■ **What you will do**
Can you gather every line of the listing below that contains the word "blue" and copy each of those lines in full?

Location identification items:
::::::

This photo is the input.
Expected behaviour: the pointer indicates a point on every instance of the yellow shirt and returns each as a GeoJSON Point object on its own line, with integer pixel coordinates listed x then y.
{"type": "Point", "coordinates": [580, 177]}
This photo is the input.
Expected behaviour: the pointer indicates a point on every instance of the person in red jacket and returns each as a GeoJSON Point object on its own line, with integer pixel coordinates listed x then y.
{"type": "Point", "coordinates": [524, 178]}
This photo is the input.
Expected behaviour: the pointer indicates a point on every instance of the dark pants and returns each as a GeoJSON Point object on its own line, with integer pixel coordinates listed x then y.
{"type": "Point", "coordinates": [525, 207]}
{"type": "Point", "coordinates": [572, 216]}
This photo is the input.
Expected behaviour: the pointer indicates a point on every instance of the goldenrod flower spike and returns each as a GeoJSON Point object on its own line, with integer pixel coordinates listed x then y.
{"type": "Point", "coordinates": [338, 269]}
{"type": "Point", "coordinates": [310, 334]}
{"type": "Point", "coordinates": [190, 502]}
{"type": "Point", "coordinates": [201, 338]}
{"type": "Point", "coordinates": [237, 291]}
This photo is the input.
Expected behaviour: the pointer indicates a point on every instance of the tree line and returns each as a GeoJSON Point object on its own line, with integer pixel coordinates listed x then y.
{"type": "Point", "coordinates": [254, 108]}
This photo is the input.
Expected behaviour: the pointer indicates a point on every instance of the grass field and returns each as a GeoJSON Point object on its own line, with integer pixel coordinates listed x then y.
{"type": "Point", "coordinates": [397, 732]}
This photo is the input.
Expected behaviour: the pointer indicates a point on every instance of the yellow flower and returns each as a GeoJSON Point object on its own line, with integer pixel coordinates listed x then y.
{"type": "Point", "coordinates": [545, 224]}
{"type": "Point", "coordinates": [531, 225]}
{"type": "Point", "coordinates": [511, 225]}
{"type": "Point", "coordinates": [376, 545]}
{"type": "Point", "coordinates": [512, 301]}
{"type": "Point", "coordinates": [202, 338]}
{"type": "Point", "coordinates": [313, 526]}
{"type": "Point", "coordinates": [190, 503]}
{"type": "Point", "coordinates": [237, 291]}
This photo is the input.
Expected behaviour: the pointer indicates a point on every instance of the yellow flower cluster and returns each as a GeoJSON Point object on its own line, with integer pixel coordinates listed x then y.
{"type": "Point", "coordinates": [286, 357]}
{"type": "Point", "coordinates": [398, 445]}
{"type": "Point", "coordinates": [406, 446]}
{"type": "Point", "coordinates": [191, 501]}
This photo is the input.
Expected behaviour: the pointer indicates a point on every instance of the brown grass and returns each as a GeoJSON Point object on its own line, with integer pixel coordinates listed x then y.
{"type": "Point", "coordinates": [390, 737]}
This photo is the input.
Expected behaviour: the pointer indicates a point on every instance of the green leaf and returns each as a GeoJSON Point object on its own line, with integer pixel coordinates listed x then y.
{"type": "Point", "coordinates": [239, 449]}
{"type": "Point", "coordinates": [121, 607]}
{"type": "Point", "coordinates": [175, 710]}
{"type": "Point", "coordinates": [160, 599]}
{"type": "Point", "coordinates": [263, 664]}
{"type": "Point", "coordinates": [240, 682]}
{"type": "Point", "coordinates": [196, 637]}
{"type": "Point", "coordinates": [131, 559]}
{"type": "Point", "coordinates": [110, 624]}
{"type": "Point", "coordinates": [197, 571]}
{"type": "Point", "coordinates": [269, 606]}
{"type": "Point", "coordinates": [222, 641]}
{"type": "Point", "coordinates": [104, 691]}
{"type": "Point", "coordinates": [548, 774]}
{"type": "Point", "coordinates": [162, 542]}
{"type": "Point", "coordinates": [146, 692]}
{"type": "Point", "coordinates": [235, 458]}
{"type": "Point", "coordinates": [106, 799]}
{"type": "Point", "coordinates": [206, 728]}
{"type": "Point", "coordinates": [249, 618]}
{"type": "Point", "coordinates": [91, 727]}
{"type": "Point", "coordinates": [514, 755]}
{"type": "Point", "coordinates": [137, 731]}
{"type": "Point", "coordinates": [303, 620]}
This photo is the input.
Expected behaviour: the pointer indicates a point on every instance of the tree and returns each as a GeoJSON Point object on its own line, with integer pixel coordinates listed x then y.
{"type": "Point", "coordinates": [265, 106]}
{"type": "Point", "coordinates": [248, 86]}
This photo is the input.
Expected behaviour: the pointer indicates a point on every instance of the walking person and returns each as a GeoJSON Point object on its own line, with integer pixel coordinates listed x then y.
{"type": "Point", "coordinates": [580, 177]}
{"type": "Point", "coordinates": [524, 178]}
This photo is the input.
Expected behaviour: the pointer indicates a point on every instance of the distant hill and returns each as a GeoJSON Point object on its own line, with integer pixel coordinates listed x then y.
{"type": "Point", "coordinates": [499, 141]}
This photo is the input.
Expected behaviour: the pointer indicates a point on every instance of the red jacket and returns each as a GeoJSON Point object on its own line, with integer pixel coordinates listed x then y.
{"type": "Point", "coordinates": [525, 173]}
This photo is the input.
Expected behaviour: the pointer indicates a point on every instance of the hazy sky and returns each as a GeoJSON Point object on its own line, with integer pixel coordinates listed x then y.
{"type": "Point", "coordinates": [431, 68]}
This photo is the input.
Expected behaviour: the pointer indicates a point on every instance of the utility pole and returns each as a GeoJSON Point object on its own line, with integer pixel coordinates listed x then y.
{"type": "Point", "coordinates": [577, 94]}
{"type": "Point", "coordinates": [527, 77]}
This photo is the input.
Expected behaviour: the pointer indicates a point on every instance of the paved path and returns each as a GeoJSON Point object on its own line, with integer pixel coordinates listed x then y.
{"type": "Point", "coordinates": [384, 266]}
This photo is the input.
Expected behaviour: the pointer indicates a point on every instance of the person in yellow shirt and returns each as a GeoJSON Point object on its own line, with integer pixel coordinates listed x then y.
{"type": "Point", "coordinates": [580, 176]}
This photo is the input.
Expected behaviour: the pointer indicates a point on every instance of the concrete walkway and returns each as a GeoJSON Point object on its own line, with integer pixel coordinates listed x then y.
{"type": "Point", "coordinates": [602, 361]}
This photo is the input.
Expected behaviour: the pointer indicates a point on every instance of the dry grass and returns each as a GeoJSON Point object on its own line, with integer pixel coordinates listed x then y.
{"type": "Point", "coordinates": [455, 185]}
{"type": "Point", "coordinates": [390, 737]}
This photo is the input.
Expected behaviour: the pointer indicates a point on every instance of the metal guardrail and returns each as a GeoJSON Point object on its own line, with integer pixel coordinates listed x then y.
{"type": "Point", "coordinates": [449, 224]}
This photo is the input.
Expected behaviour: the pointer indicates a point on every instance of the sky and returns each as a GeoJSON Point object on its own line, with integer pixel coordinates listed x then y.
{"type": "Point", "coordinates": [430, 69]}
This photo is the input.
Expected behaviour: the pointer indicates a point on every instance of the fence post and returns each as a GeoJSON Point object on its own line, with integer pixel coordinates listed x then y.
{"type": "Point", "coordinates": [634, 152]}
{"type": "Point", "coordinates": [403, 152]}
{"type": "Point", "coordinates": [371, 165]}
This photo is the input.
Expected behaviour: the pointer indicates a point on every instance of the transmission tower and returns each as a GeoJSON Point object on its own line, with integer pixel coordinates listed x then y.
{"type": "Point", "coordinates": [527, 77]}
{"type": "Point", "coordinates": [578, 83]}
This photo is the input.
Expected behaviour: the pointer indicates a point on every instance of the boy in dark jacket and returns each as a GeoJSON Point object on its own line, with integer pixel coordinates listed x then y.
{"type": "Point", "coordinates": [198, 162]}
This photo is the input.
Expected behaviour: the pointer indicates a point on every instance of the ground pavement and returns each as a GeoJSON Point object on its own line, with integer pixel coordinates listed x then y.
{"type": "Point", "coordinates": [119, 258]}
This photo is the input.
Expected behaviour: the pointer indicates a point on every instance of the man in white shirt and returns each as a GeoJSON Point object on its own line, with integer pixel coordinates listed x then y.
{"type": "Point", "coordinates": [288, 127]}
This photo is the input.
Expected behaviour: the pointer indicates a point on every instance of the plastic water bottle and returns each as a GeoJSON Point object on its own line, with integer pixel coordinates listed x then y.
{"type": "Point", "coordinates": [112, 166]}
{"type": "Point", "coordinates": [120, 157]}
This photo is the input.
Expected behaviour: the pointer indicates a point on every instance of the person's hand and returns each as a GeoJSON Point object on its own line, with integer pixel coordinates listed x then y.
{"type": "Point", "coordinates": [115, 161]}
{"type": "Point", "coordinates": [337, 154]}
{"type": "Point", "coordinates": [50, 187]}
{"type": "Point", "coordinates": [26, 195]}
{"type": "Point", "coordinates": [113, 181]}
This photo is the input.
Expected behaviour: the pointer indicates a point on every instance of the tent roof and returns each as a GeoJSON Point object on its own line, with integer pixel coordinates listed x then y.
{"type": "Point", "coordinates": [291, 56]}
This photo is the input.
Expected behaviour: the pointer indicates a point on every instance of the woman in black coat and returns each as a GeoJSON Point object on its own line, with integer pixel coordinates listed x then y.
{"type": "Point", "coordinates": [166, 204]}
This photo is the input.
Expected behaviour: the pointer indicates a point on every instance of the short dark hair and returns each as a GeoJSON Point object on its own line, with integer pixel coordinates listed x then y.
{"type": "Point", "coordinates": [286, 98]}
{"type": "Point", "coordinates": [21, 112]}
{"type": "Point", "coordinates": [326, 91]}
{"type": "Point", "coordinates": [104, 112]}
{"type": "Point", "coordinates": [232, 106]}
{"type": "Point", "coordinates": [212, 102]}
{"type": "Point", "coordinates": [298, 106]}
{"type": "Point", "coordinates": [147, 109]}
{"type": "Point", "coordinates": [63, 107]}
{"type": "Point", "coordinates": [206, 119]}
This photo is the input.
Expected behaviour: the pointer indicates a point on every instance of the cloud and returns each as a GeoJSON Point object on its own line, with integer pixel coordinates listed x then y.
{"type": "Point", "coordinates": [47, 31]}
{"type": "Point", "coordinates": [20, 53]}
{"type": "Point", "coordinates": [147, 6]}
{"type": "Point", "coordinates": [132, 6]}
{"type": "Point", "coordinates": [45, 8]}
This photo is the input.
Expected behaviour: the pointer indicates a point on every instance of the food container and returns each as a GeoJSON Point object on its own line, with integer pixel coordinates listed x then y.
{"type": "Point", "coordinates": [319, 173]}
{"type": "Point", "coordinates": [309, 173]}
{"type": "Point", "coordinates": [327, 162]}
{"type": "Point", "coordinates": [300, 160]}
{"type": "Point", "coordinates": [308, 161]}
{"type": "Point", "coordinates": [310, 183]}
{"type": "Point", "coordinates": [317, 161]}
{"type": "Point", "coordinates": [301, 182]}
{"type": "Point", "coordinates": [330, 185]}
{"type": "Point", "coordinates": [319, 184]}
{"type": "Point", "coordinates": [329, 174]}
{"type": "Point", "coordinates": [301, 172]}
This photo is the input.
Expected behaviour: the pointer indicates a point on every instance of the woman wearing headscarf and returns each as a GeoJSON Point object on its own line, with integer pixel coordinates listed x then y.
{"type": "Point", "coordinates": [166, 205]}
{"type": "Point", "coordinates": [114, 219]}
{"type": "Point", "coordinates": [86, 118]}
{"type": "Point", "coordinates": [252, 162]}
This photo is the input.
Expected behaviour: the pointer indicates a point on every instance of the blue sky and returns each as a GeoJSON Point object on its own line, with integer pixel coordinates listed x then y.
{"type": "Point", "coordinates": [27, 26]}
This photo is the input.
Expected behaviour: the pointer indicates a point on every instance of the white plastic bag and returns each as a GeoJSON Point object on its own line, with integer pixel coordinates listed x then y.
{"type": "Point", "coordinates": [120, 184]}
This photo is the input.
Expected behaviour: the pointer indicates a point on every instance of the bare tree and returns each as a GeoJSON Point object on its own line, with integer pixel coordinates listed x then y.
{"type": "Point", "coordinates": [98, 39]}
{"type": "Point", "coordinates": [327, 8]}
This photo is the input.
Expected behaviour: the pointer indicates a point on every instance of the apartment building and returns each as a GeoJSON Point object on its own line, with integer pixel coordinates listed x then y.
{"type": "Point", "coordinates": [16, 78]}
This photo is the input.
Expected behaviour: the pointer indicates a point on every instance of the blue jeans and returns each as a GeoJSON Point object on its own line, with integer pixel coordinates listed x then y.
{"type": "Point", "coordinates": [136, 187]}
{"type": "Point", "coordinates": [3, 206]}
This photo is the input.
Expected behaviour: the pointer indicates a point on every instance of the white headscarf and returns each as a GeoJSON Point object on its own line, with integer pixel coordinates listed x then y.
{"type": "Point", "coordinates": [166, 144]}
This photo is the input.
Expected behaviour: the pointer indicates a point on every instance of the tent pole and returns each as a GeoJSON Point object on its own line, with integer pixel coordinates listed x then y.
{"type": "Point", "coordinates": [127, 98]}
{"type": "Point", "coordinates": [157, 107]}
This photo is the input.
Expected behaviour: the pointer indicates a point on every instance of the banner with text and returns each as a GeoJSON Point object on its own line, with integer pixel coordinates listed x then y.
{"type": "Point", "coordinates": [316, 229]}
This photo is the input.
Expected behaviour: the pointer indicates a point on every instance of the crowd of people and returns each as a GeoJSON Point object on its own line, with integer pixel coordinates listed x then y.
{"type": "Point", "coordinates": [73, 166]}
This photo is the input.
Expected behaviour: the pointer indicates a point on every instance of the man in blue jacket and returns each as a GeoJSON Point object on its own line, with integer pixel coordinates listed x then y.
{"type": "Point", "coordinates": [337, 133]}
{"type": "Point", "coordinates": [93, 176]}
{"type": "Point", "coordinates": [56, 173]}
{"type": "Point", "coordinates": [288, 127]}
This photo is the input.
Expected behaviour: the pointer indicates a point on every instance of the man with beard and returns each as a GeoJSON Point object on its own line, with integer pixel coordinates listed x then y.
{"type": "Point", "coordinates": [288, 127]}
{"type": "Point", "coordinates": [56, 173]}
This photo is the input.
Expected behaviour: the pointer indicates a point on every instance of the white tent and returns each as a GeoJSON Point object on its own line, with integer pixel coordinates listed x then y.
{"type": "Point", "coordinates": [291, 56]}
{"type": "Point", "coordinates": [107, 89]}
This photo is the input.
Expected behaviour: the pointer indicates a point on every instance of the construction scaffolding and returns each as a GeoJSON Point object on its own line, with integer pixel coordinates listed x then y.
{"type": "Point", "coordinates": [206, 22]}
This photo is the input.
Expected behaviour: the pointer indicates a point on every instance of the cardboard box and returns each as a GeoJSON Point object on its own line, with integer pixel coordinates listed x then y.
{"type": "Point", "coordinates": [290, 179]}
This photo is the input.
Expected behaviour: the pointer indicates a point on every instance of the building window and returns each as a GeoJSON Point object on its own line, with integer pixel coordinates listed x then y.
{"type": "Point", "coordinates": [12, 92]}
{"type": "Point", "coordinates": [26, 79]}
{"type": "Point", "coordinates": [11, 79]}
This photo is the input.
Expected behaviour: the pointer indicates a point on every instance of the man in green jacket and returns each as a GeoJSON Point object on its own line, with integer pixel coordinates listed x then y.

::::::

■ **Output below**
Expected behaviour: the pointer indicates a point on every instance of the blue sky and returns each as a GeoJSON Point object on its own line, with integer pixel coordinates listed x then y.
Expected behaviour: the pointer indicates a point on every instance of the blue jeans and returns each as a GeoJSON Point object on its own line, with integer pixel coordinates listed x then y.
Expected behaviour: the pointer indicates a point on every instance of the man in blue jacket and returns each as a GeoJSON Point object on its own line, with integer pixel coordinates listed x then y.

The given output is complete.